▼▼▼

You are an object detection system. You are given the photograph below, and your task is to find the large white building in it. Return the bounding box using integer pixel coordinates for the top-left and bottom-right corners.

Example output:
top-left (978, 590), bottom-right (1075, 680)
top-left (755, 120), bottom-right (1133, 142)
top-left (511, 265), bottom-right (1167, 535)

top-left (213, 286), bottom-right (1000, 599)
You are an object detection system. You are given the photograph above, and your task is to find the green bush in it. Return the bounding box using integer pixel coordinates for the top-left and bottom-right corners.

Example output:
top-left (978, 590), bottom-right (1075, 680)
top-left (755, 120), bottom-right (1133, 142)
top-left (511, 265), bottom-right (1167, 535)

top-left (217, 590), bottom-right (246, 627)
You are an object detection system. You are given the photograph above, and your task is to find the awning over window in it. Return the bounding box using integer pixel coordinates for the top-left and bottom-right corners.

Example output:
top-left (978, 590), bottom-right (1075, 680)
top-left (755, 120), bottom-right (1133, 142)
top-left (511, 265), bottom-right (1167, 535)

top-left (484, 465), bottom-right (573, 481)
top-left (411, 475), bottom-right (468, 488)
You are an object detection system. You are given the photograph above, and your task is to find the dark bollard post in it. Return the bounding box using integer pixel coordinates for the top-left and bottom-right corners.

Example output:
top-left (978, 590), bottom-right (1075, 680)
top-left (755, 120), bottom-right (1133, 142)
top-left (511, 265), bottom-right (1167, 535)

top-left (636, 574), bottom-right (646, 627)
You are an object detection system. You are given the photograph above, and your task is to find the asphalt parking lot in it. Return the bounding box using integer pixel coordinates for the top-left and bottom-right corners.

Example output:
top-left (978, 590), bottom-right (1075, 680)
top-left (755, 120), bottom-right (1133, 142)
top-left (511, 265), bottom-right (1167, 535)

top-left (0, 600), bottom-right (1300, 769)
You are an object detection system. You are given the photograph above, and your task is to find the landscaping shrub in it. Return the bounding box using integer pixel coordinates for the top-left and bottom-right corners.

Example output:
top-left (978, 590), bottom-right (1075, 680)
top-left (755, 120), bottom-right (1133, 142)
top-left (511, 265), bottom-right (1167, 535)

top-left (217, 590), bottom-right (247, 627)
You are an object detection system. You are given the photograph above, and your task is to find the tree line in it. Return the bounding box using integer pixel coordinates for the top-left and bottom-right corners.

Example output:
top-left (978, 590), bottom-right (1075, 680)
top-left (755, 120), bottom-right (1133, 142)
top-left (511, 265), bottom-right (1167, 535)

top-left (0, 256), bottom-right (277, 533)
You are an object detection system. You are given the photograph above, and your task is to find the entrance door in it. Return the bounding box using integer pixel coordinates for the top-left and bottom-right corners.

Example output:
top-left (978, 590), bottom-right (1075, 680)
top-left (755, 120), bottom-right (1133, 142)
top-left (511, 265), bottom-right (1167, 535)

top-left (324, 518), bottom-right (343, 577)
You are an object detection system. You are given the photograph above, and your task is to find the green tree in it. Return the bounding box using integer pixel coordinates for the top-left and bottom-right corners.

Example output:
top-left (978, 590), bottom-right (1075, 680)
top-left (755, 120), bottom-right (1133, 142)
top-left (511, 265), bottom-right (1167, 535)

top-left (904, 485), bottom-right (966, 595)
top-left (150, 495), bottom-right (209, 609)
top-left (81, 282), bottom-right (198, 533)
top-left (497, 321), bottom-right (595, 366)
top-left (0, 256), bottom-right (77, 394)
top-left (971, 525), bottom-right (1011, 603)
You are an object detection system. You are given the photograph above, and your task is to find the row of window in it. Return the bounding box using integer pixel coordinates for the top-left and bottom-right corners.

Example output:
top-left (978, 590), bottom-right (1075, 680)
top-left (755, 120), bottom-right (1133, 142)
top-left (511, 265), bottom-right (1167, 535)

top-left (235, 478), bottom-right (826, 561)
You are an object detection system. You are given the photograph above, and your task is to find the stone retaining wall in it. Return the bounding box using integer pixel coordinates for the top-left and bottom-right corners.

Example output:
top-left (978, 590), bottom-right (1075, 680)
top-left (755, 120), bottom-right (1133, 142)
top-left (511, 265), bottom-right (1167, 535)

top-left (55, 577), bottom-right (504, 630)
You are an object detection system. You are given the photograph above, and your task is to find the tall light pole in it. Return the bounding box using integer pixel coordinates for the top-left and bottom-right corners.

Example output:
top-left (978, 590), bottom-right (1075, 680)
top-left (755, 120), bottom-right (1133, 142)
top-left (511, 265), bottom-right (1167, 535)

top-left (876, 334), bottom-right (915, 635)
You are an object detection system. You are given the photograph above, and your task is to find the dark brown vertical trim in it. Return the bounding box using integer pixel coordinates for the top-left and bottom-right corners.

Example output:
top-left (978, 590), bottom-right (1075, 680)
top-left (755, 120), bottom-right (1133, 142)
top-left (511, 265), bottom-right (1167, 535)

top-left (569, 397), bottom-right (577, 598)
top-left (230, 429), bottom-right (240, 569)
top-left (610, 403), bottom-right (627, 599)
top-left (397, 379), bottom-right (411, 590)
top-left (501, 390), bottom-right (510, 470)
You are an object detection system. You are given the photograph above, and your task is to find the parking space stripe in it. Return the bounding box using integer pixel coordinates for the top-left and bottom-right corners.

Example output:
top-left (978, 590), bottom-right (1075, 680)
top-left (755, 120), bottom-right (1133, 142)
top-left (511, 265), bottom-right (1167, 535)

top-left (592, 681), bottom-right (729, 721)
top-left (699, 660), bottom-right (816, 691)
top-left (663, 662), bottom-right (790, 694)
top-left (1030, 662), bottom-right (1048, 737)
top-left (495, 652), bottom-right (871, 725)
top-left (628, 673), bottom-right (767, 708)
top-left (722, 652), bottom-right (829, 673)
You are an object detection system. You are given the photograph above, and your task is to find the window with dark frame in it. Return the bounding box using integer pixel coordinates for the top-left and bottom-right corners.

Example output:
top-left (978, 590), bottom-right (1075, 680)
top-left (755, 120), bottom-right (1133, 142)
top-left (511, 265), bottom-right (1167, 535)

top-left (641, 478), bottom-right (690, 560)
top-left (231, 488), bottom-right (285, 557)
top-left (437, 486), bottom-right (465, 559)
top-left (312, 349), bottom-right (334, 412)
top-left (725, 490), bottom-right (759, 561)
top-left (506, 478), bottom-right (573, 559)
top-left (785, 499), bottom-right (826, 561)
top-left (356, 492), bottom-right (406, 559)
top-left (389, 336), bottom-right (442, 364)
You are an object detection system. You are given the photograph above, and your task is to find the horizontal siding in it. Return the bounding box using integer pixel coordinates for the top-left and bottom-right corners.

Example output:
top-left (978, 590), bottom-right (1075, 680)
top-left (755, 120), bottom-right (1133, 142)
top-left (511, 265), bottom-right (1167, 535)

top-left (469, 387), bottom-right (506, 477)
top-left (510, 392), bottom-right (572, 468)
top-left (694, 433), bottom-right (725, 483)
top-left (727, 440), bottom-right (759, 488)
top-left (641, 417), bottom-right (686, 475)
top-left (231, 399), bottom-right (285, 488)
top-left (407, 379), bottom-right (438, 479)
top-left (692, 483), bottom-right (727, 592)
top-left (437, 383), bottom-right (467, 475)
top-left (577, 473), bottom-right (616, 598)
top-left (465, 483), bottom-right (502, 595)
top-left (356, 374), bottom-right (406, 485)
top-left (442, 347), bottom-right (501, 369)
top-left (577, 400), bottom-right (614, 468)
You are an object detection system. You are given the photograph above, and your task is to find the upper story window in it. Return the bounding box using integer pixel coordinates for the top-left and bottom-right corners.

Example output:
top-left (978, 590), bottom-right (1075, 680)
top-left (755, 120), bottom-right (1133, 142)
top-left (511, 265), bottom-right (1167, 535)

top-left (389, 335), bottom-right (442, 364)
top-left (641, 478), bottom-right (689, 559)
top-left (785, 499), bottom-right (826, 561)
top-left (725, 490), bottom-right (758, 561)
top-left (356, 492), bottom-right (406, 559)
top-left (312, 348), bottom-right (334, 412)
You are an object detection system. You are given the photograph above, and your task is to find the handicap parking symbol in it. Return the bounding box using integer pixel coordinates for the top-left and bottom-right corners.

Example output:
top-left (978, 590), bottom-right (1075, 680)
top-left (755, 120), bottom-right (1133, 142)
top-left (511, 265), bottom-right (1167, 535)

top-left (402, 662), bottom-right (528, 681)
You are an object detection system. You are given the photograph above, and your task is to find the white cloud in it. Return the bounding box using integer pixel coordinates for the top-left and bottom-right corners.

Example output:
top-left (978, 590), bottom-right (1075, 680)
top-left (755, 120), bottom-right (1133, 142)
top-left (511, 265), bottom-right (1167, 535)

▲▲▲

Request: Put the data above, everything from the line containing "the dark brown" down to the line containing "top-left (722, 652), bottom-right (829, 673)", into a Markdown table with columns Row and Line, numbering each line and omitting blank ones.

Output for this task:
| Row | Line |
|---|---|
| 1 | You are an object detection system. You are given the photograph above, and your task is to find the dark brown vertical trim in it. Return the bounding box using integer pixel coordinates for the top-left and bottom-right corners. |
| 2 | Example output: |
| 3 | top-left (978, 590), bottom-right (1075, 680) |
| 4 | top-left (755, 120), bottom-right (1133, 142) |
| 5 | top-left (511, 265), bottom-right (1167, 535) |
| 6 | top-left (569, 397), bottom-right (577, 598) |
| 7 | top-left (230, 429), bottom-right (240, 569) |
| 8 | top-left (610, 403), bottom-right (627, 599) |
| 9 | top-left (397, 379), bottom-right (411, 590) |
| 10 | top-left (501, 390), bottom-right (510, 470) |
| 11 | You are an object detection system. You are given the photograph above, and your task is to find the parking space stripe in it. Return the bounding box using integer pixel coordinates for the top-left and bottom-right corners. |
| 12 | Example output: |
| 13 | top-left (978, 590), bottom-right (1075, 680) |
| 14 | top-left (755, 120), bottom-right (1133, 142) |
| 15 | top-left (511, 265), bottom-right (1167, 535) |
| 16 | top-left (592, 681), bottom-right (729, 721) |
| 17 | top-left (699, 660), bottom-right (816, 691) |
| 18 | top-left (663, 662), bottom-right (790, 694) |
| 19 | top-left (1030, 662), bottom-right (1048, 737) |
| 20 | top-left (495, 652), bottom-right (871, 725) |
| 21 | top-left (628, 673), bottom-right (767, 708) |
| 22 | top-left (722, 652), bottom-right (829, 673) |